• _Exercise goal_
Rewrite every line of the records below, requests included, but leave out the pictures. Shift each answer box by adding 147 to all of its coordinates, and leave the sample boxes inside the requests unchanged.

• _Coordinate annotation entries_
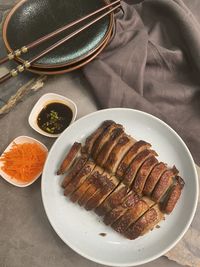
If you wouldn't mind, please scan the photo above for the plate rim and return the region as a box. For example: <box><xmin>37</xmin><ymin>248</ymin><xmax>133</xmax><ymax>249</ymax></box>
<box><xmin>41</xmin><ymin>108</ymin><xmax>199</xmax><ymax>267</ymax></box>
<box><xmin>2</xmin><ymin>0</ymin><xmax>114</xmax><ymax>69</ymax></box>
<box><xmin>24</xmin><ymin>28</ymin><xmax>112</xmax><ymax>75</ymax></box>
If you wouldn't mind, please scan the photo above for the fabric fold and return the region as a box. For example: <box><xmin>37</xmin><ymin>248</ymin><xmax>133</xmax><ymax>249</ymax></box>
<box><xmin>83</xmin><ymin>0</ymin><xmax>200</xmax><ymax>164</ymax></box>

• _Solution to this problem_
If you wouldn't mind, please scan the photo above for the plate rim and return the region as a box. For example: <box><xmin>37</xmin><ymin>248</ymin><xmax>133</xmax><ymax>249</ymax></box>
<box><xmin>188</xmin><ymin>255</ymin><xmax>346</xmax><ymax>414</ymax></box>
<box><xmin>149</xmin><ymin>147</ymin><xmax>261</xmax><ymax>216</ymax></box>
<box><xmin>171</xmin><ymin>175</ymin><xmax>259</xmax><ymax>222</ymax></box>
If you wouldn't mind, please scan the photo above for the fabric fold and return the region as a box. For example: <box><xmin>37</xmin><ymin>248</ymin><xmax>133</xmax><ymax>249</ymax></box>
<box><xmin>230</xmin><ymin>147</ymin><xmax>347</xmax><ymax>311</ymax></box>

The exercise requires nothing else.